───── Source text

Random walks
Random walks are a central pillar of probability theory, a topic of beautiful pure mathematical research but which also have a wide variety of applications, from finance to medicine. A random walk describes a process that evolves step by step, where each step is chosen at random from a specified distribution. Despite this simplicity, random walks give rise to remarkably rich and complex behaviour. One striking early result was proven by George Pólya in 1921, showing that in one and two dimensions, a simple random walk will return to its starting point infinitely often, whereas in three and more dimensions, it will eventually drift away indefinitely.
More recently, many variants of random walks have been studied, sometimes motivated by applications: loop-erased random walks, self-avoiding walks, reinforced random walks, random walks in random environments, and dynamical random walks. Techniques from the study of random walks have been useful in many contexts, and methods from other areas, for example percolation, have been used to understand random walks.

──────────
───── Entries shown

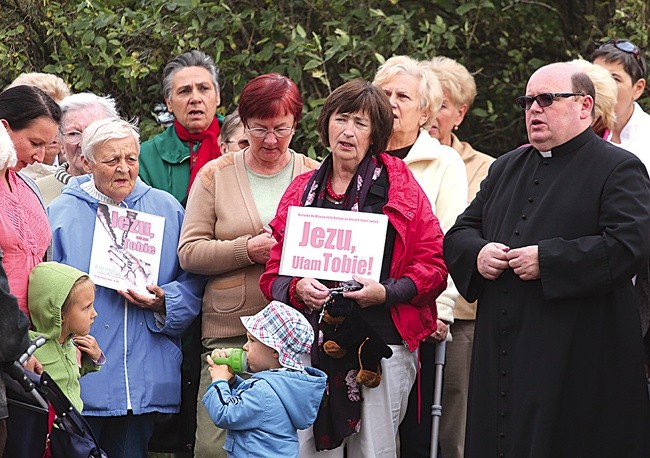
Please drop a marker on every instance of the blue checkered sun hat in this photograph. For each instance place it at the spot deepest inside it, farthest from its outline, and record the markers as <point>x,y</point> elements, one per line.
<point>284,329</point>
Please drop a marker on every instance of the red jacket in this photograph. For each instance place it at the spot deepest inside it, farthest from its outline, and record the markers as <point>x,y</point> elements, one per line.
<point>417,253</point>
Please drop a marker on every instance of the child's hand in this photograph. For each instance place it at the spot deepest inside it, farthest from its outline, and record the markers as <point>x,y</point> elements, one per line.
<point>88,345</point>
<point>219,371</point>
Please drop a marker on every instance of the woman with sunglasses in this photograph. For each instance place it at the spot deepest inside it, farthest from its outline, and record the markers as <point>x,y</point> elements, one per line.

──────────

Task requirements —
1. List the variants of random walks that the text on random walks names as having been studied more recently.
2. Extend the text on random walks past its final sentence.

Answer set —
1. Loop-erased random walks, self-avoiding walks, reinforced random walks, random walks in random environments, and dynamical random walks.

2.
Branching structures
Branching structures are another key ingredient in many aspects of research and applications of probability theory. Imagine a family tree, which can be modelled by assuming that each person has a random number of children; will the tree survive forever, or eventually die out?
These structures are essential in the study of evolution, but also have more surprising applications to telecommunication networks and nuclear power. They also have many applications to other parts of probability and wider mathematics. However, often the applications - whether to real-life problems or some other mathematical theory - have only an approximate branching structure. It may be that the number of branches is likely to be larger in some parts of the structure than others, or that the distribution depends on the structure elsewhere. These complications lead to very technical and delicate research that has been a speciality of ProbLaB for many years.